● Challenges
[1] From the SeqsLab Run Sheet tutorial, list every command-line option passed to the seqslab datahub upload-runsheet command in its code example.
[2] Please rewrite the SeqsLab Run Sheet tutorial from "1. Uploading and" up to and including "the upload process.", replacing "network issue" with "connectivity problem".

● Passage
_ _ _ _

Using the SeqsLab Run Sheet with the CLI

The objective of this tutorial is to demonstrate how you can use SeqsLab Run Sheet and the SeqsLab CLI to automate your sequencing data processing flows. The Run Sheet contains all the mapping and configuration information about the data, workflows, and pipeline execution.

The SeqsLab CLI can take the Run Sheet as a parameter, which simplifies the entire sequencing data processing process, from taking the sequencer output to retrieving the analysis results into just a few SeqsLab CLI commands. You can also eventually transform this flow into a fully automated process.

1. Uploading and registering sample files

As previously explained, you can use the SeqsLab CLI to upload either individual files or entire directories to the Data Hub using the datahub upload command. Alternatively, you can use the SeqsLab Run Sheet to upload sample FASTQ files by preparing the Run Sheet file and then running the datahub upload-runsheet command. Doing so outputs the upload_response.json in stdout. The CLI uses the return code 0 to indicate that all files in the src path were uploaded successfully. Whenever a non-zero return code appears, it means that some of the files failed to upload due to a network issue. When this happens, just run the command again to complete the upload process.

SeqaLab platforms in the cloud with an Azure backend use the Azure Block List API (external link) whenever you run the SeqsLab CLI datahub upload command. This enables files to be programmatically broken up into blocks, uploaded in parallel, and re-assembled in the cloud storage as a block blob (external link). As such, even if the datahub upload command is executed multiple times, all successfully uploaded blocks are kept in the Azure cloud storage as cache and only the failed blocks will be re-transmitted, resulting to a highly efficient and fault-resilient data transmission.

seqslab datahub upload-runsheet \
    --run-sheet /home/run-2022-02-26.csv \
    --input-dir /volume/fastq/2022-02-14/ \
    --workspace seqslabwus2 > upload.json

Running the datahub upload-runsheet command provides an upload_response.json object for each uploaded sample file, as shown below. Apart from automatically populating the storage related fields, the metadata fields are also filled out based on the Sample Sheet information that was extracted from the Run Sheet.

_ _ _ _

● Dataset excerpts
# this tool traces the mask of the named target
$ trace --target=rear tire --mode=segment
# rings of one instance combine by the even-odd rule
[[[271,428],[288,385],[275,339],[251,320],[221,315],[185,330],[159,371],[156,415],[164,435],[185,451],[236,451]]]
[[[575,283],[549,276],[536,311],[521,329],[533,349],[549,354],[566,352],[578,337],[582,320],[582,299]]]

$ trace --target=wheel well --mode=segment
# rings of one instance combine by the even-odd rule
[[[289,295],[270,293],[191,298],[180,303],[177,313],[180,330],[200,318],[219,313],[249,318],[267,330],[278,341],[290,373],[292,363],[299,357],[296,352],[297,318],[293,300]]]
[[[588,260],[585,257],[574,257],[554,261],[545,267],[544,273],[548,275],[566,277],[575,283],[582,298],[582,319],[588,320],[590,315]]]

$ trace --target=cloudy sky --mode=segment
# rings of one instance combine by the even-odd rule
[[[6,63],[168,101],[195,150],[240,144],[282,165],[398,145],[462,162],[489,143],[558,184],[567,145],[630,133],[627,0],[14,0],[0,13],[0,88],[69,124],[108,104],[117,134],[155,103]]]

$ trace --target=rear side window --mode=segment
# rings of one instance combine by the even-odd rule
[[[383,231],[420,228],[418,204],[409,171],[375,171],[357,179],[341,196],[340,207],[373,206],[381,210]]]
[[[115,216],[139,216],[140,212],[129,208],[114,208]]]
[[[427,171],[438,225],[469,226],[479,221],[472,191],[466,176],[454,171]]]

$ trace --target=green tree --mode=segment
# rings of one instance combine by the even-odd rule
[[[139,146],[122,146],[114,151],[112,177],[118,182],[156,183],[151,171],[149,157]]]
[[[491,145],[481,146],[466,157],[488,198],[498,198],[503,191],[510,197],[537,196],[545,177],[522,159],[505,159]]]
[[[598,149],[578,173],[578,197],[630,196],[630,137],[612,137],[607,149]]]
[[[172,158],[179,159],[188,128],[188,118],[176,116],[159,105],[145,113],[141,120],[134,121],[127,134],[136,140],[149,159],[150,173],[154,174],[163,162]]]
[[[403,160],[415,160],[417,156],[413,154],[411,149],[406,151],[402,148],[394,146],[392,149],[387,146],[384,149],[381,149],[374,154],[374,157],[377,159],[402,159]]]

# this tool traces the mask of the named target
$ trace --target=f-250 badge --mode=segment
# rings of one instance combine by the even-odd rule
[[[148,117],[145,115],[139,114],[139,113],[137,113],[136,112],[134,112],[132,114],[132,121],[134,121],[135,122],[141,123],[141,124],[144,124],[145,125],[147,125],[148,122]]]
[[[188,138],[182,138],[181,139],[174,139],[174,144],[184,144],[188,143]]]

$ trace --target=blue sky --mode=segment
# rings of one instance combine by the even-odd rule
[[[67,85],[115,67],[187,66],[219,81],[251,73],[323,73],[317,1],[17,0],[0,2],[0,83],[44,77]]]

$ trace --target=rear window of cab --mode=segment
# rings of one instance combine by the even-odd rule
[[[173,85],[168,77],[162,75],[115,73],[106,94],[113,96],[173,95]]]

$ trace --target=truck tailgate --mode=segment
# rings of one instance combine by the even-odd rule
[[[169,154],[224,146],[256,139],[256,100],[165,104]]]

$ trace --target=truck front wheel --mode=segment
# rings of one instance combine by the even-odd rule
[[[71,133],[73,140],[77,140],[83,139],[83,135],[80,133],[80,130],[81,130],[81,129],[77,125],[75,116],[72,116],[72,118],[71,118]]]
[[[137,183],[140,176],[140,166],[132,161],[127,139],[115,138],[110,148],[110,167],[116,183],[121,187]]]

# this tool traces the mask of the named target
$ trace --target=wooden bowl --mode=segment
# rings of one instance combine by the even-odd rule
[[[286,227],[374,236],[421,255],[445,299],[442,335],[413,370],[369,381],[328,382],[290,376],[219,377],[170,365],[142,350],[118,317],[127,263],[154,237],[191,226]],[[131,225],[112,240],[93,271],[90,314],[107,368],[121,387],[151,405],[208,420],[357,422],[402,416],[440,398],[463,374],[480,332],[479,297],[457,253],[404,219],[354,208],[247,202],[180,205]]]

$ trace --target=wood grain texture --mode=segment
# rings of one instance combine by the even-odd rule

_ _ _ _

● Solutions
[1]
--run-sheet
--input-dir
--workspace

[2]
1. Uploading and registering sample files

As previously explained, you can use the SeqsLab CLI to upload either individual files or entire directories to the Data Hub using the datahub upload command. Alternatively, you can use the SeqsLab Run Sheet to upload sample FASTQ files by preparing the Run Sheet file and then running the datahub upload-runsheet command. Doing so outputs the upload_response.json in stdout. The CLI uses the return code 0 to indicate that all files in the src path were uploaded successfully. Whenever a non-zero return code appears, it means that some of the files failed to upload due to a connectivity problem. When this happens, just run the command again to complete the upload process.